* [Information provided]
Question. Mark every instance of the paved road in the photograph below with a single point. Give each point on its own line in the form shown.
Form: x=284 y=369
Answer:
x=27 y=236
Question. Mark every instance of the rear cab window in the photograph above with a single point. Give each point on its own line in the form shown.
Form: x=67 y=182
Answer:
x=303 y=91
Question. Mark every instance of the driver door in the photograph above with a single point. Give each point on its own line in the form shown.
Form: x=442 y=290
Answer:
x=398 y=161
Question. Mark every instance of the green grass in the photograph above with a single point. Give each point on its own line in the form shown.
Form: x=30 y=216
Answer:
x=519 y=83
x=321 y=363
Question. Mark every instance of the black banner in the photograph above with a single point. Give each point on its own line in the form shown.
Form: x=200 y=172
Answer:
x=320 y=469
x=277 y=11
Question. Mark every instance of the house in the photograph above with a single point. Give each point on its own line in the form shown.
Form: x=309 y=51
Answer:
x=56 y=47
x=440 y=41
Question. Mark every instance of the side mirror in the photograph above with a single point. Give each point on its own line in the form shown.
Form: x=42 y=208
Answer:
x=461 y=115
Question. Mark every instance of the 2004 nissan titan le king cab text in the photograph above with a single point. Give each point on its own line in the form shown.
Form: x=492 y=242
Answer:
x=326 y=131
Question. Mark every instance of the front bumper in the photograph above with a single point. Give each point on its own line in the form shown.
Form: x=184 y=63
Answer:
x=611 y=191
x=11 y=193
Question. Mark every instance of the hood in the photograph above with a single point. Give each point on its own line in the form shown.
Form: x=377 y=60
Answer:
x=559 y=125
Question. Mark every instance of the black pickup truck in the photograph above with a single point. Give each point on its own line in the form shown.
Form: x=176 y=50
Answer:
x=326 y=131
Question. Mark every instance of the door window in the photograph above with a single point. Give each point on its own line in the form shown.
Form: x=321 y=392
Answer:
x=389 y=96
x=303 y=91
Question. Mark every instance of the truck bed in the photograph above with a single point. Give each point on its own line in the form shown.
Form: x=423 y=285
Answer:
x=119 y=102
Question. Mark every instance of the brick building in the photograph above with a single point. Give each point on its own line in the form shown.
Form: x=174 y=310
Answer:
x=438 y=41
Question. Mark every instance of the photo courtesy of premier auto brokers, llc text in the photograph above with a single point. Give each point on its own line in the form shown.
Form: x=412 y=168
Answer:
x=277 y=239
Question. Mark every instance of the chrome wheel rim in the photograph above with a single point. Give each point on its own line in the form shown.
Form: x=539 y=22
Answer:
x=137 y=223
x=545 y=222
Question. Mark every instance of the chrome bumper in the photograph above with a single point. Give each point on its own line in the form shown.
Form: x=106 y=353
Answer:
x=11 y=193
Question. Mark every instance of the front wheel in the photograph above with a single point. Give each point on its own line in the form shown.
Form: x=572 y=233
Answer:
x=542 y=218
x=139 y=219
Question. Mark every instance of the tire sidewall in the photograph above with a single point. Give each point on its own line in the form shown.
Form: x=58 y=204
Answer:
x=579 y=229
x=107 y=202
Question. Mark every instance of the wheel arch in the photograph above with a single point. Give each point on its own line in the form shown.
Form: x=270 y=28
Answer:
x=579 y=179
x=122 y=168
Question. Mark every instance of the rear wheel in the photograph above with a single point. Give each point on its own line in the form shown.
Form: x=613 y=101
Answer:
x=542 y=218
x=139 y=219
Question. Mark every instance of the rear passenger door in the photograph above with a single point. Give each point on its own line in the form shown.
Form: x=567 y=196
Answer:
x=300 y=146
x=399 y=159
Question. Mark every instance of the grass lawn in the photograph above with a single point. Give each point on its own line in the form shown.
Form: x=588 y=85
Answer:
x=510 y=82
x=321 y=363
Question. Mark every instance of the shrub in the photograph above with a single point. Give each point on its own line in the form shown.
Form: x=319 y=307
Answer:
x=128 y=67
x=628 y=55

* [Assignment] Precisely as given, transcribe all of the entries above.

* [Response for this exercise]
Question. Mark every instance of the paved road in the photograph below with a single point. Give each point on its own line in the form shown.
Form: x=284 y=369
Answer:
x=27 y=236
Question. Mark every instance of the rear cab window in the photograph above with a single point. Give each point on its own line in the form shown.
Form: x=67 y=182
Answer:
x=303 y=91
Question. Mark every instance of the driver door in the photograph above with a single point. Give each point on its own line in the form shown.
Form: x=442 y=290
Answer:
x=398 y=161
Question. Mark every instance of the green grass in the photograph above with a single point. Give each point on its own line in the form shown.
Form: x=30 y=216
Answer:
x=519 y=83
x=321 y=363
Question. Mark every instance of the black banner in the photograph above with a single point. Give each point on its own line in the form shown.
Form: x=200 y=172
Answer:
x=320 y=469
x=277 y=11
Question. Mark every instance of the house in the photograph above with a single point. Give each point on its own line in the form shown.
Form: x=309 y=51
Answer:
x=56 y=47
x=440 y=41
Question. Mark every instance of the side mirror in the photograph above with a single point. Give each point on its own line in the form shown.
Form: x=42 y=208
Answer:
x=461 y=115
Question. Mark every instance of the 2004 nissan titan le king cab text in the photograph above with a single point. Give each point on its own line in the form shown.
Form: x=492 y=242
Answer:
x=326 y=131
Question. Mark every instance of the front bumper in the photograph above with a single point. Give each point on its own line in the form shown.
Form: x=184 y=63
Answer:
x=611 y=191
x=11 y=193
Question. Mark every instance of the hood in the photograph above with a single point. Give each point on its own line in the form shown.
Form: x=377 y=60
Answer:
x=559 y=125
Question. Mark every instance of the black pickup truck in the photograph above with a single point. Give each point on its own line in the form shown.
Form: x=176 y=50
Answer:
x=326 y=131
Question. Mark every instance of the door window in the photograph above with a single point. Give each point on its own line in the form shown.
Form: x=321 y=392
Answer:
x=389 y=96
x=303 y=91
Question. Mark every instance of the truck bed in the photograph above with a single point. Give each point on its own line in the form shown.
Form: x=423 y=285
Answer:
x=119 y=102
Question. Mark every instance of the brick building in the photograph above with a single point. Give each point on its own line in the form shown.
Form: x=174 y=310
Answer:
x=438 y=41
Question. Mark every instance of the photo courtesy of premier auto brokers, llc text in the photograph above with a single point. Give each point on its own line in the form shown.
Form: x=412 y=168
Answer:
x=277 y=239
Question. Mark every instance of the chrome wheel rim in the photograph above with a single point. Give each point on its own line in the form shown.
Form: x=539 y=22
Answer:
x=137 y=223
x=545 y=222
Question. Mark every instance of the chrome bumper in the photograph above with a single point. Give each point on its own line in the form shown.
Form: x=106 y=353
Answer:
x=11 y=193
Question. Mark every instance of the front wheel in the photograph above with a single point. Give each point on its own line in the form shown.
Form: x=572 y=233
Answer:
x=542 y=218
x=139 y=219
Question. Mark every instance of the tire sidewall in the photograph above with a single point. Give each point on its own line in the form shown.
Form: x=58 y=204
Answer:
x=579 y=229
x=107 y=202
Question. Mark every instance of the wheel arch in the photograph above with a single point. Give each point on its own line in the form shown.
Form: x=270 y=28
Answer:
x=579 y=179
x=122 y=168
Question. Mark every instance of the rear wheel in the photograph above with a single point. Give each point on its own line in the form shown.
Form: x=613 y=101
Answer:
x=542 y=218
x=139 y=219
Question. Mark every instance of the rear passenger door in the photograph above with a single point. Give each point on its own line in the form shown.
Form: x=567 y=196
Answer:
x=300 y=146
x=399 y=159
Question. Mark every instance of the grass lawn in the photograph above with a single point. Give each point on its own line in the form shown.
Form: x=588 y=85
Answer:
x=510 y=82
x=321 y=363
Question. Mark every instance of the shrub in the photograph above with a single point. Give each point on its own line in the form shown.
Form: x=319 y=307
Answer:
x=128 y=67
x=628 y=55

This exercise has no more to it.